── Available data ──

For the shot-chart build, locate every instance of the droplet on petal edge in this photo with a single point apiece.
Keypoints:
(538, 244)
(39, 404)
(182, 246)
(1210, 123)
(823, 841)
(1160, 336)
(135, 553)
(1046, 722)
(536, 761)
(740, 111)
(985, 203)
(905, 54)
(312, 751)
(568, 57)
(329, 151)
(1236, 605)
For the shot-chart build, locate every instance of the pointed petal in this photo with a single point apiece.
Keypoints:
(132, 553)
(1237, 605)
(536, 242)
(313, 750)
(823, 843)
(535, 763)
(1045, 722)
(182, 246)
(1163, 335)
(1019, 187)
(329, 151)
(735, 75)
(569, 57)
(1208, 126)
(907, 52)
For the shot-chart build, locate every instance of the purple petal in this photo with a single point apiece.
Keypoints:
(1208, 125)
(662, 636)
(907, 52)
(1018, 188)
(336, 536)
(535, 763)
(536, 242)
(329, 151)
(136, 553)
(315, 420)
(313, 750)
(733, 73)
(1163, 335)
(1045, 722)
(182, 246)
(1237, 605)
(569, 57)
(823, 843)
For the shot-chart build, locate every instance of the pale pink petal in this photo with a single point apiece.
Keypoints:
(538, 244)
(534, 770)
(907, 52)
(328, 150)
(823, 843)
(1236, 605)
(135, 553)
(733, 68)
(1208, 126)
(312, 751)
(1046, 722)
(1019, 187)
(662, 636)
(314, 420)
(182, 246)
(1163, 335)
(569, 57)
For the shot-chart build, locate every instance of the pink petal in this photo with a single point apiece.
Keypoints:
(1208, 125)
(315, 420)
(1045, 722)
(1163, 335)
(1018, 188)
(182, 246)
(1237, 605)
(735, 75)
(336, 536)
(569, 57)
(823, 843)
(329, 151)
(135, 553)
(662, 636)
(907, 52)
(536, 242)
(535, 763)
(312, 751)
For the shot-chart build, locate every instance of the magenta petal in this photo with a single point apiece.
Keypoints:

───

Reproduce the full listing word for word.

For the shot-chart build, locate every instance of the droplet on petal edge in this photo with a single point apiece.
Keypoints:
(538, 244)
(39, 404)
(182, 246)
(1210, 123)
(823, 841)
(1160, 336)
(135, 553)
(1046, 722)
(536, 761)
(740, 111)
(985, 203)
(905, 54)
(312, 751)
(568, 57)
(329, 151)
(1236, 605)
For the shot-chart build, locate every instance of the pointed petal in this photo with a single point apiece.
Keypoints:
(132, 553)
(1237, 605)
(536, 242)
(313, 750)
(823, 843)
(535, 763)
(1045, 722)
(182, 246)
(1163, 335)
(1019, 187)
(329, 151)
(735, 75)
(569, 57)
(1208, 126)
(907, 52)
For the shot-chart build, locate every instance of the purple petal in this photo with a single point apiece.
Keypoints:
(1208, 125)
(662, 636)
(907, 52)
(1018, 188)
(336, 536)
(535, 763)
(536, 242)
(329, 151)
(136, 553)
(315, 420)
(313, 750)
(733, 73)
(1163, 335)
(1045, 722)
(182, 246)
(1237, 605)
(569, 57)
(823, 843)
For the shot-chart build, locate every instance of the pale pink petal in this photo with a single point apiece.
Keypoints:
(538, 244)
(534, 770)
(907, 52)
(328, 150)
(823, 843)
(1236, 605)
(135, 553)
(733, 68)
(1208, 126)
(312, 751)
(1046, 722)
(1019, 187)
(662, 636)
(314, 420)
(182, 246)
(1163, 335)
(569, 57)
For the shot-chart build, locate every instance of the pink petal in this photo with a single point apiece.
Keypoints:
(1208, 125)
(315, 420)
(1045, 722)
(1163, 335)
(1018, 188)
(182, 246)
(1237, 605)
(735, 75)
(336, 536)
(569, 57)
(823, 843)
(329, 151)
(135, 553)
(662, 636)
(907, 52)
(536, 242)
(535, 763)
(312, 751)
For the shot-chart build, locate every instance of the magenta petal in this photo with a single point apiece.
Keypoints:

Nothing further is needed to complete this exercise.